Neem het onderstaande materiaal in zijn geheel over, regel voor regel en zonder enige wijziging.

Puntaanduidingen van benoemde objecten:
■ ■ ■ ■ ■ ■ ■

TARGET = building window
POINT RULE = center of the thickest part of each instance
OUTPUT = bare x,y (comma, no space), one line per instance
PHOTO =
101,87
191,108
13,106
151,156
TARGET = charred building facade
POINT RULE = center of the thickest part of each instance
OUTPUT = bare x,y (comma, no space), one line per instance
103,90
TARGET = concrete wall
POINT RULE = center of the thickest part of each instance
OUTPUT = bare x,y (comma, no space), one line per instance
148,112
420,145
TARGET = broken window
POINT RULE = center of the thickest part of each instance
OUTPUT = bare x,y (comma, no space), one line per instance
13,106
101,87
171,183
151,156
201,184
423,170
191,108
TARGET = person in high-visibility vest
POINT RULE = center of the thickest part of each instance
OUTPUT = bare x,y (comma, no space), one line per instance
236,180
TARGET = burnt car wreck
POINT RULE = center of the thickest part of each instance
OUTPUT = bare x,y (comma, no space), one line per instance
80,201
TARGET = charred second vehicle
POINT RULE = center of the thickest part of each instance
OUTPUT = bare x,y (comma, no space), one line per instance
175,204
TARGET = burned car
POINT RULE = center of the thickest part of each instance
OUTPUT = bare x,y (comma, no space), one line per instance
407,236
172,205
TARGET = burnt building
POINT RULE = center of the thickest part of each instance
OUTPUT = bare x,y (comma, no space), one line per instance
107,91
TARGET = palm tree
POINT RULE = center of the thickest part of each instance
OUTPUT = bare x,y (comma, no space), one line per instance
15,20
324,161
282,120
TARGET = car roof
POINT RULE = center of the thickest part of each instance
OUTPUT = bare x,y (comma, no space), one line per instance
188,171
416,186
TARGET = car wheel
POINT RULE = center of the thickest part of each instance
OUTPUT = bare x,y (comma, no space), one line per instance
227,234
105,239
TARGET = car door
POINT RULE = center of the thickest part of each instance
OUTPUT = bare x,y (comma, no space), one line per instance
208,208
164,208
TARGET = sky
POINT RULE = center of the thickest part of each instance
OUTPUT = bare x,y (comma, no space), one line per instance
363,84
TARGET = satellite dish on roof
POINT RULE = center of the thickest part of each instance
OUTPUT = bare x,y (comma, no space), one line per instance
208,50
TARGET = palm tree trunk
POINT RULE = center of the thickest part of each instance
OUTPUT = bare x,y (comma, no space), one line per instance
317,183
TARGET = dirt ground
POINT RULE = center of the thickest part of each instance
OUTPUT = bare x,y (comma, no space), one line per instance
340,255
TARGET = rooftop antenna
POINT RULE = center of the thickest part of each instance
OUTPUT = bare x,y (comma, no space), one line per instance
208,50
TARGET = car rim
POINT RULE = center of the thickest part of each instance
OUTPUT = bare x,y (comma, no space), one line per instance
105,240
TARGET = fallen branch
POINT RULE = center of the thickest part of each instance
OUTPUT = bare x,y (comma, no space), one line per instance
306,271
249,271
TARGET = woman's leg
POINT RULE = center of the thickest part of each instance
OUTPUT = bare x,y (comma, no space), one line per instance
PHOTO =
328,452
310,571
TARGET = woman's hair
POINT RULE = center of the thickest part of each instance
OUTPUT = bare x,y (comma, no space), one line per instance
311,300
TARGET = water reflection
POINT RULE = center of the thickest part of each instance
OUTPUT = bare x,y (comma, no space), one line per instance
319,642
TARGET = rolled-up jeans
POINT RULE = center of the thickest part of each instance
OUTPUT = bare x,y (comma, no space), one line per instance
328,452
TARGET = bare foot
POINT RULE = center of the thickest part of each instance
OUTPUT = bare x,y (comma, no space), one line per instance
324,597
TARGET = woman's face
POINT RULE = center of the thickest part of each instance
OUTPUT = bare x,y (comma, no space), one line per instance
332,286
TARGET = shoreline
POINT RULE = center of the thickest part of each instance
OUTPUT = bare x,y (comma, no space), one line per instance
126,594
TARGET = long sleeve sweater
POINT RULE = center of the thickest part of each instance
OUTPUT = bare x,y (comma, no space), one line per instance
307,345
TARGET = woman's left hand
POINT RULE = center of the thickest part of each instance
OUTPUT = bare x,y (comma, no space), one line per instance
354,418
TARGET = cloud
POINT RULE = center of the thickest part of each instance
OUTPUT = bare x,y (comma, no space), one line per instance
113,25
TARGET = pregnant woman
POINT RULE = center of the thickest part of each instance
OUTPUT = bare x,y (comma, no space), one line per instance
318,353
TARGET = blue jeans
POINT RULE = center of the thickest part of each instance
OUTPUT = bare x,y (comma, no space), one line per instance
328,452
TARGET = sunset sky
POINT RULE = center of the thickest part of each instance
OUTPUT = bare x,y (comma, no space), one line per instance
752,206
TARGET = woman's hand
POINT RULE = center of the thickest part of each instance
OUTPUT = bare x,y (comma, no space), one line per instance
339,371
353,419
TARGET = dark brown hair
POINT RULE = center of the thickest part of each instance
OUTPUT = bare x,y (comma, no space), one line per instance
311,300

■ ■ ■ ■ ■ ■ ■

- [Het resultaat]
TARGET = building window
POINT RULE = center of the thickest part of each instance
OUTPUT = bare x,y (comma, no space), one line per instance
PHOTO =
101,87
191,108
13,106
151,156
TARGET = charred building facade
POINT RULE = center of the thickest part of each instance
OUTPUT = bare x,y (comma, no space), one line per instance
103,90
TARGET = concrete wall
POINT RULE = center of the thickest part of each instance
OUTPUT = bare x,y (comma, no space), one line per instance
148,112
420,145
TARGET = broken window
POINT RULE = center of the thickest part of each instance
OUTPUT = bare x,y (comma, no space), one line per instance
13,106
101,87
171,183
151,156
201,184
423,170
191,108
TARGET = person in high-visibility vest
POINT RULE = center of the thickest part of each instance
OUTPUT = bare x,y (comma, no space), one line per instance
236,180
TARGET = burnt car wreck
POINT RULE = center of the thickest part of each instance
OUTPUT = bare x,y (comma, no space), one line per instance
80,201
TARGET = charred second vehicle
POINT RULE = center of the thickest part of each instance
OUTPUT = bare x,y (comma, no space), one line per instance
175,204
TARGET = burned car
POINT RULE = center of the thickest part of each instance
OUTPUT = bare x,y (comma, no space), one line per instance
407,236
172,205
TARGET = burnt building
POINT RULE = center of the thickest part of each instance
OUTPUT = bare x,y (comma, no space), one line per instance
107,91
TARGET = palm tree
POINT RULE = center of the thickest part of each instance
OUTPUT = bare x,y (comma, no space), one line per instance
15,20
324,161
282,120
TARGET = car roof
POINT RULE = center of the thickest part of each instance
OUTPUT = bare x,y (comma, no space), one line per instance
188,171
416,186
TARGET = car wheel
POINT RULE = center of the thickest part of each instance
OUTPUT = bare x,y (comma, no space), one line per instance
227,234
105,239
TARGET = car door
POINT RULE = center of the thickest part of each instance
OUTPUT = bare x,y (comma, no space), one line per instance
208,208
164,208
TARGET = sky
POINT RULE = center of the thickest part of each instance
OUTPUT = bare x,y (comma, no space), one line per instance
363,84
TARGET = satellite dish on roof
POINT RULE = center of the thickest part of each instance
OUTPUT = bare x,y (comma, no space), one line per instance
208,50
TARGET = palm tree trunk
POINT RULE = center of the thickest part of each instance
OUTPUT = bare x,y (comma, no space), one line per instance
317,183
TARGET = dirt ground
POINT RULE = center of the thickest part of each instance
OUTPUT = bare x,y (comma, no space), one line per instance
340,255
TARGET = rooftop antenna
POINT RULE = center of the thickest part of each instance
OUTPUT = bare x,y (comma, no space), one line per instance
208,50
TARGET = car rim
POINT RULE = center of the thickest part of each instance
OUTPUT = bare x,y (comma, no space), one line per instance
105,240
TARGET = fallen branch
POINT RULE = center of the thickest part of each instance
OUTPUT = bare x,y (comma, no space), one line per instance
306,271
249,271
TARGET = woman's leg
POINT RULE = center of the thickest part of each instance
OUTPUT = bare x,y (comma, no space), one line per instance
PHOTO =
328,452
310,571
TARGET = woman's hair
POINT RULE = center of the thickest part of each instance
OUTPUT = bare x,y (comma, no space), one line per instance
311,300
TARGET = water reflection
POINT RULE = center of the thickest part of each instance
OUTPUT = bare x,y (comma, no space), one line per instance
319,642
TARGET = rolled-up jeans
POINT RULE = center of the thickest part of each instance
OUTPUT = bare x,y (comma, no space), one line per instance
328,452
TARGET = bare foot
POINT RULE = center of the thickest part of each instance
OUTPUT = bare x,y (comma, no space), one line per instance
324,597
TARGET = woman's face
POINT RULE = center of the thickest part of each instance
OUTPUT = bare x,y (comma, no space), one line per instance
332,286
TARGET = shoreline
POINT RULE = center of the thickest part of each instance
OUTPUT = bare x,y (comma, no space), one line per instance
126,594
TARGET = long sleeve sweater
POINT RULE = center of the thickest part of each instance
OUTPUT = bare x,y (comma, no space), one line per instance
307,345
TARGET = woman's left hand
POINT RULE = center of the thickest part of each instance
OUTPUT = bare x,y (comma, no space), one line per instance
354,418
TARGET = cloud
POINT RULE = center of the thickest part of each instance
OUTPUT = bare x,y (comma, no space), one line per instance
113,25
TARGET = pregnant woman
POINT RULE = center of the thickest part of each instance
OUTPUT = bare x,y (comma, no space), one line per instance
318,353
TARGET = blue jeans
POINT RULE = center of the thickest part of each instance
OUTPUT = bare x,y (comma, no space), one line per instance
328,452
TARGET = sunset sky
POINT RULE = center of the thickest part of each instance
OUTPUT = bare x,y (comma, no space), one line per instance
752,206
TARGET = woman's hand
POINT RULE = center of the thickest part of each instance
OUTPUT = bare x,y (comma, no space), one line per instance
339,371
353,419
TARGET = dark brown hair
POINT RULE = center of the thickest part of each instance
OUTPUT = bare x,y (comma, no space), one line per instance
311,300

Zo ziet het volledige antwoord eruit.